## What needs to be done
In the Grateful Dead mandolin thread, write out the passage starting at "Yup, I think" and ending at "of dead shows...", swapping "website" for "web page".

## Excerpt provided
= = =
# Music by Genre > Rock, Folk Rock, Roots Rock, Rockabilly >  Grateful Dead

## J. Mark Lane

Hi folks,

I got together last night with a guitar player, and he wanted to play a bunch of Dead songs. I knew a few, more or less...but could benefit from some tab. Can anyone direct me to mandolin tab for songs like "Ripple", "Friend of the Devil," etc?

Thanks.

Mark

----------


## ira

chords can be found at many places. one that i use is:www.rukind.com  generally accurate, always sounds right, sometimes, kinda like the song, not exactly.

----------


## J. Mark Lane

Yup, I think I may even have a book around here somewhere. I was wondering if anyone had transcribed things like Grisman's work on Ripple? Or made mandolin arrangements for other songs? Just curious. 

Nice name for that website, btw. Thanks.

----------


## berkeleymando

I second Ira with his suggestion of www.rukind.com, I use that site a lot. However it is only chords and lyrics there, which doesn't help figure out melodies. Of course if you have them in your head from a lot of dead shows...

I have taken the sheet music in standard notation and used it to figure out some of the melodies, and yes Ripple is a beautiful tune. Why Phil Lesh performed it as the encore at the 2/12 Phil Lesh and Friends concert in SF. Earlier that evening it was great to hear him sing Franklins Tower to open the show, the place was hopping. Nickel Creek also was there, I had never seen them before.

----------


## luckylarue

A lot of Dead tunes translate well to mandolin and bluegrass/country style. I've been playing "Brown Eyed Woman" - dm/F - got the chords from the Anthology guitar book. "It must have been the roses" would be sweet w/ a dobro. Just watched the "Festival Express" dvd last night - classic footage of the Dead, Janis, the Band - performing, jamming, and imbibing on a train trip across Canada in 1970. A must see!
= = =
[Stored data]
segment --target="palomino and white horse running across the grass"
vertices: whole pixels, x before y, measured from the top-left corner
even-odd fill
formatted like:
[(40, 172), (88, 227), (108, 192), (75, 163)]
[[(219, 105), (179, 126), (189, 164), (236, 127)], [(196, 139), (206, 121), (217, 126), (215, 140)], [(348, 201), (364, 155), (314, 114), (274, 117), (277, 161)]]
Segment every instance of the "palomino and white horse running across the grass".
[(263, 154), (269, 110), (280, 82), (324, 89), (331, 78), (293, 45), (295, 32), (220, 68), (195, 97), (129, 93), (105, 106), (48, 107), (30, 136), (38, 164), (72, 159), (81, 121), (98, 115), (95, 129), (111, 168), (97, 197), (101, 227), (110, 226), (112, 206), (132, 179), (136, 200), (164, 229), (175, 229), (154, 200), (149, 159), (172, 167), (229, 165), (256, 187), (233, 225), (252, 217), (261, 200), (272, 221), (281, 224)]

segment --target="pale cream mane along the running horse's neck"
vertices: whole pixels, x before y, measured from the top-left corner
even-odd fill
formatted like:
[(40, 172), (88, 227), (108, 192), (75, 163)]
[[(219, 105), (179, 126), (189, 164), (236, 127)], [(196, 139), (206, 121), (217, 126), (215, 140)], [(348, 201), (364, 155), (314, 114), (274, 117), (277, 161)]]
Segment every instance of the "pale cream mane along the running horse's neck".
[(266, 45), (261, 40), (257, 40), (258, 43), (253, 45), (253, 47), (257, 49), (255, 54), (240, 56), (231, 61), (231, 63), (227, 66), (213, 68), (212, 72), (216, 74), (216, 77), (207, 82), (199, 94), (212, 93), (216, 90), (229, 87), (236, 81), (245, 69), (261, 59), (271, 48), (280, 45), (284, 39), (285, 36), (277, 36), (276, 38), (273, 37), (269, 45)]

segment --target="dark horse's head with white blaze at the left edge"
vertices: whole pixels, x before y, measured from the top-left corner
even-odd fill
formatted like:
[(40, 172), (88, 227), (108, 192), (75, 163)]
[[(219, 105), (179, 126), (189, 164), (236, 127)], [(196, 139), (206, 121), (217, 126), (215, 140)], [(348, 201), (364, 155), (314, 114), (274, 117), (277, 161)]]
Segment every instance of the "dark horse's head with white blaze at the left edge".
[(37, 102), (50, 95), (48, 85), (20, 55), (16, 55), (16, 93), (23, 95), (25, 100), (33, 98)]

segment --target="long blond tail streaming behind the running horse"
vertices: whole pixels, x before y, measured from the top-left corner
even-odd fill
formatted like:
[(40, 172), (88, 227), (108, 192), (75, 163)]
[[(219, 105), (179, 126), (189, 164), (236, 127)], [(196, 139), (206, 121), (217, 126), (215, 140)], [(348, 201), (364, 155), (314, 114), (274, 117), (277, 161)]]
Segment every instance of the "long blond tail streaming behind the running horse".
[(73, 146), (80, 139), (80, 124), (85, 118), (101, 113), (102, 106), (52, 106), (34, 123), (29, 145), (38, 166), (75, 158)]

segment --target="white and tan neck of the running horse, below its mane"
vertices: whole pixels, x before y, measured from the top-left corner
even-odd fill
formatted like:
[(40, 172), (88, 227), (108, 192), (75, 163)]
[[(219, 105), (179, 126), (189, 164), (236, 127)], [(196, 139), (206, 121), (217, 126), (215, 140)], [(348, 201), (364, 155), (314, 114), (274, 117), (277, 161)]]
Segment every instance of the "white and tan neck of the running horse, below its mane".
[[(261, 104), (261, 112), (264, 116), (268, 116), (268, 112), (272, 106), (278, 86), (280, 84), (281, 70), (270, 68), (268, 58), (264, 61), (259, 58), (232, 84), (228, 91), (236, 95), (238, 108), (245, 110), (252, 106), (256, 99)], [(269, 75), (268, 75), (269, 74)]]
= = =
## Solution for this problem
Yup, I think I may even have a book around here somewhere. I was wondering if anyone had transcribed things like Grisman's work on Ripple? Or made mandolin arrangements for other songs? Just curious. 

Nice name for that web page, btw. Thanks.

----------


## berkeleymando

I second Ira with his suggestion of www.rukind.com, I use that site a lot. However it is only chords and lyrics there, which doesn't help figure out melodies. Of course if you have them in your head from a lot of dead shows...